(Task)
Rewrite the lines from the one containing "Target: tail fin" to the one containing "[[[43,107],[82,100],[81,94],[31,49],[16,50]]]" as a numbered list, both of those lines included and any blank lines omitted.

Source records
::::
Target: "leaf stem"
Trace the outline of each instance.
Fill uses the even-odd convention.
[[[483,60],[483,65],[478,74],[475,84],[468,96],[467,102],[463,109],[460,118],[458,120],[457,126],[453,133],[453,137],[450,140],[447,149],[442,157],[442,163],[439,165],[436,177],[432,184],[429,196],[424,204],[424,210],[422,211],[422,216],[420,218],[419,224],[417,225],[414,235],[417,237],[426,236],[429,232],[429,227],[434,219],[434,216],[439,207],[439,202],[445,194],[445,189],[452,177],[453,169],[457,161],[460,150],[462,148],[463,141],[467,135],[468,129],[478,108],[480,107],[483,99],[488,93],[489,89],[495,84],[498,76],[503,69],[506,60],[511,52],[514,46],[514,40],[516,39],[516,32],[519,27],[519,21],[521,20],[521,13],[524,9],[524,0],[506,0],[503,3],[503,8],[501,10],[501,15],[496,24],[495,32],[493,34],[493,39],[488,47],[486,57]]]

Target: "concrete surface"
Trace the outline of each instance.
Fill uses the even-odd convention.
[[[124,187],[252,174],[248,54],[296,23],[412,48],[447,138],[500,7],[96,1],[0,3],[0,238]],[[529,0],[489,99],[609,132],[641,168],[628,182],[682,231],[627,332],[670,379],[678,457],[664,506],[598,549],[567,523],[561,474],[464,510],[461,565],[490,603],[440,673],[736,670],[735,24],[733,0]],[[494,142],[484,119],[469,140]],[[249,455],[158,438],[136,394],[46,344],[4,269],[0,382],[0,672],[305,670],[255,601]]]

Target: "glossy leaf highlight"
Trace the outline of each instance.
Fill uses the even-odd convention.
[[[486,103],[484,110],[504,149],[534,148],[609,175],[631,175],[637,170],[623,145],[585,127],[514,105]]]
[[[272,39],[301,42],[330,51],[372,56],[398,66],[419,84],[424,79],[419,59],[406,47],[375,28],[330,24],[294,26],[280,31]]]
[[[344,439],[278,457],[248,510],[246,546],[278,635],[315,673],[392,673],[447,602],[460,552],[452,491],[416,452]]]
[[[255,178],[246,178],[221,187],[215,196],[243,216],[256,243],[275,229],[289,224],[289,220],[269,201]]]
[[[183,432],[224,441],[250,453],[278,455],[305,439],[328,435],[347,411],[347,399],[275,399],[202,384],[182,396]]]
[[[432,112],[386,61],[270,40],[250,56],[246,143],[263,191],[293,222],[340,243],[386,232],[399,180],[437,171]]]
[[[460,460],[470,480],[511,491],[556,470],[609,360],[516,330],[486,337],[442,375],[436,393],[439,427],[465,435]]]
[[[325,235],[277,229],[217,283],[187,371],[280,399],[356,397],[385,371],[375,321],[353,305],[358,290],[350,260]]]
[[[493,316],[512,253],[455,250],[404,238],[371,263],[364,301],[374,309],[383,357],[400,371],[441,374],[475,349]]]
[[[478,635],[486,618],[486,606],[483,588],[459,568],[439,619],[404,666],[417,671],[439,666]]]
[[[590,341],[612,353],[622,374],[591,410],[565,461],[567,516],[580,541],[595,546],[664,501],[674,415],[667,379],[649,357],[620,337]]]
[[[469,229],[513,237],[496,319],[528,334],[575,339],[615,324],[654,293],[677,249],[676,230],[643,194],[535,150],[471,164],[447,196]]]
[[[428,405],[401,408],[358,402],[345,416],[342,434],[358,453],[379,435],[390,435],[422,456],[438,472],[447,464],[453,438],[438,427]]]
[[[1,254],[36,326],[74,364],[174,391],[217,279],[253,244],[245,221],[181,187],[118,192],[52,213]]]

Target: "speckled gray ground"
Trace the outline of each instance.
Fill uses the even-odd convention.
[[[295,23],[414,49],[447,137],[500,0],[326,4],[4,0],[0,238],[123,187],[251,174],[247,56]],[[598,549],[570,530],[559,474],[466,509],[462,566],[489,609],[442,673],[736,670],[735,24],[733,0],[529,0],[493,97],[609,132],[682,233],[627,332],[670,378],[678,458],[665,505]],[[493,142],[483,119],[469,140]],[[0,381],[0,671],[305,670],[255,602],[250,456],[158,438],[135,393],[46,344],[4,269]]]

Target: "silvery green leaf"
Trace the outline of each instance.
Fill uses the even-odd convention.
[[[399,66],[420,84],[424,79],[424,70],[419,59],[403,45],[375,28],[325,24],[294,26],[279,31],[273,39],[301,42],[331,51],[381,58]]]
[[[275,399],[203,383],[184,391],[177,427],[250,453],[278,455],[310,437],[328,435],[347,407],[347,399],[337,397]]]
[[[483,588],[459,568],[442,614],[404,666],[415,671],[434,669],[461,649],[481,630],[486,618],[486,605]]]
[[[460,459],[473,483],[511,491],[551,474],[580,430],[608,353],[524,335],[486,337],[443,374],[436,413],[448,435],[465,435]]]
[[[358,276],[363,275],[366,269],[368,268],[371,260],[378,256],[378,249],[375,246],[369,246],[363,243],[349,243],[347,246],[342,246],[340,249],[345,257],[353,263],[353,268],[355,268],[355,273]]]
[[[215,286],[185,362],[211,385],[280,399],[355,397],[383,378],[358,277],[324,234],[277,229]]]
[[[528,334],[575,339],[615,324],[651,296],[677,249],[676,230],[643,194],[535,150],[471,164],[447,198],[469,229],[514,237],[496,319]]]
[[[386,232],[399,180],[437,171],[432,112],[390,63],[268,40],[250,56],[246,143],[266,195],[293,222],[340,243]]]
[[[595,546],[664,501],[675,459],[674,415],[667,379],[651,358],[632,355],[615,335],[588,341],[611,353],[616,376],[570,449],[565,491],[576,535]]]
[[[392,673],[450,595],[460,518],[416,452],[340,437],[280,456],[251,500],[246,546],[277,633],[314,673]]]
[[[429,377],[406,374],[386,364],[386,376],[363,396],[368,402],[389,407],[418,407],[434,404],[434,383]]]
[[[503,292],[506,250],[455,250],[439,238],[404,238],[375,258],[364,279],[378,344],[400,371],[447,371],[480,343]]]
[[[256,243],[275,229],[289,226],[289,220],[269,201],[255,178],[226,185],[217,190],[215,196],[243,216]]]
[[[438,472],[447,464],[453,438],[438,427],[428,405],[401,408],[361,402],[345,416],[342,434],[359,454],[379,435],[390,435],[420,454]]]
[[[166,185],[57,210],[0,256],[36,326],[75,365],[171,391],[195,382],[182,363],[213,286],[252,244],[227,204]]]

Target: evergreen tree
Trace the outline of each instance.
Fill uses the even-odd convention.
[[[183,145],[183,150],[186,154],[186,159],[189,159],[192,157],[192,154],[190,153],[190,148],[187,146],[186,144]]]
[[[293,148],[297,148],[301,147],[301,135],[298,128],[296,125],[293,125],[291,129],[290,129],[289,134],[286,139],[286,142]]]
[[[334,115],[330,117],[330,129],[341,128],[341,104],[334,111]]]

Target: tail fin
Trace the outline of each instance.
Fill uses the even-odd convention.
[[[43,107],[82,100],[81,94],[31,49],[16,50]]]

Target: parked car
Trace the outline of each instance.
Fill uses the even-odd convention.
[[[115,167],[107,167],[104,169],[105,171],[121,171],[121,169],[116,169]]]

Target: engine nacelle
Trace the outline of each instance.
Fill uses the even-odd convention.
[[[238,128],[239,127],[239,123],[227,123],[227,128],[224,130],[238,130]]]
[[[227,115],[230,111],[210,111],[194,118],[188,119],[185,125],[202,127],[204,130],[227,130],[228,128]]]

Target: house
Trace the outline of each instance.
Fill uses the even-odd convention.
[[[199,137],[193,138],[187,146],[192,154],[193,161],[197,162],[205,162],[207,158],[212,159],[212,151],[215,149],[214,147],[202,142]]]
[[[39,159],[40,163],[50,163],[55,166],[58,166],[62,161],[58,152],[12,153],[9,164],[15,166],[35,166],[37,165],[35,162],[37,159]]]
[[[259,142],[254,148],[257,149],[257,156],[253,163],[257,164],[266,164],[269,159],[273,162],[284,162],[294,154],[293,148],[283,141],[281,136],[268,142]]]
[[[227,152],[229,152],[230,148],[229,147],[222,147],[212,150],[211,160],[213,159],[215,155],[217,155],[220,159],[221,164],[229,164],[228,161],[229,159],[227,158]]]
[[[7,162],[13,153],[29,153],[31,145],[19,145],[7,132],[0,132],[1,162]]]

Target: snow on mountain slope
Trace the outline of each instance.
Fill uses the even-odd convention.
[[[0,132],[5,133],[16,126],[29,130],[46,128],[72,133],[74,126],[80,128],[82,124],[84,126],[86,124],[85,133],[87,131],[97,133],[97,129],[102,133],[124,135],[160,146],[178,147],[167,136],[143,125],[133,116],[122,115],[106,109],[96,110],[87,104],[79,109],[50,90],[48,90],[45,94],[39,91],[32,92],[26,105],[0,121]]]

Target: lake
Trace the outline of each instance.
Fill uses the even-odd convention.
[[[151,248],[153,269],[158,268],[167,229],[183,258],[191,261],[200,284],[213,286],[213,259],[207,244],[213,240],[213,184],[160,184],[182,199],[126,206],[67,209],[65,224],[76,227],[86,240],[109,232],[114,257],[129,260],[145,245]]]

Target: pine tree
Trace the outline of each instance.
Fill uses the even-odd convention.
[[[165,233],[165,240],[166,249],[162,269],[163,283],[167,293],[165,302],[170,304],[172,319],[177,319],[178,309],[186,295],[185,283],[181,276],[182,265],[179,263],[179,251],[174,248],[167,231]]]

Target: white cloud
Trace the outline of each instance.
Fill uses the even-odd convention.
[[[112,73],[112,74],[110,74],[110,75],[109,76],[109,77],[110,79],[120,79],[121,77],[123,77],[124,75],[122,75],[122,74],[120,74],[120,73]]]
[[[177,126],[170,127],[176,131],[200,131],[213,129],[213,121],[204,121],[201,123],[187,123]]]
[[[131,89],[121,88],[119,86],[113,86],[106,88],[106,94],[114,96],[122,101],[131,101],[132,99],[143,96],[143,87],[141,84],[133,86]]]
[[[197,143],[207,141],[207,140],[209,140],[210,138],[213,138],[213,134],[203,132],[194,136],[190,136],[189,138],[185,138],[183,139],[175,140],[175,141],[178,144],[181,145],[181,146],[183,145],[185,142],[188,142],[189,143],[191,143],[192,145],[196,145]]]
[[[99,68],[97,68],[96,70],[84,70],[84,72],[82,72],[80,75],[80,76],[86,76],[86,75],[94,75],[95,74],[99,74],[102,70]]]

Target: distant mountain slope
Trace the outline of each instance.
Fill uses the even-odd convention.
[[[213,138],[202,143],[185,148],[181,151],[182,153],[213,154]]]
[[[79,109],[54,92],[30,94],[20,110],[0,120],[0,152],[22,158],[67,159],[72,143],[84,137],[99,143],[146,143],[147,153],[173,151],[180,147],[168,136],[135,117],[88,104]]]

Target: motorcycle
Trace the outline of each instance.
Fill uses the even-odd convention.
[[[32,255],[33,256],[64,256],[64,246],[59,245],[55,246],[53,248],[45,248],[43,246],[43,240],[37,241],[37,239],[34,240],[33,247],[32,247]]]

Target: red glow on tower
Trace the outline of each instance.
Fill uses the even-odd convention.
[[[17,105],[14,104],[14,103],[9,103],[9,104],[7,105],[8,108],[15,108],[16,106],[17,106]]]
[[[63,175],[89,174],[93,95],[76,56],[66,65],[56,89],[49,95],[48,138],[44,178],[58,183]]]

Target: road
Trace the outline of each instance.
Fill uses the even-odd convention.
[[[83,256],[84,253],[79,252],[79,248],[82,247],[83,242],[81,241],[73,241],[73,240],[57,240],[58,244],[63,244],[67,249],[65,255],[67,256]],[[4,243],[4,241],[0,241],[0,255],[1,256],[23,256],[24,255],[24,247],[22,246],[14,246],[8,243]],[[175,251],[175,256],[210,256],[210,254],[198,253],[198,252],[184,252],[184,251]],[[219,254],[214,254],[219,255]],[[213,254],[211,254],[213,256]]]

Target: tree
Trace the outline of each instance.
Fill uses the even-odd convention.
::::
(Task solution)
1. Target: tail fin
2. Trace the outline of each instance.
3. Fill uses the even-odd convention.
4. [[[43,107],[82,100],[81,94],[31,49],[16,50]]]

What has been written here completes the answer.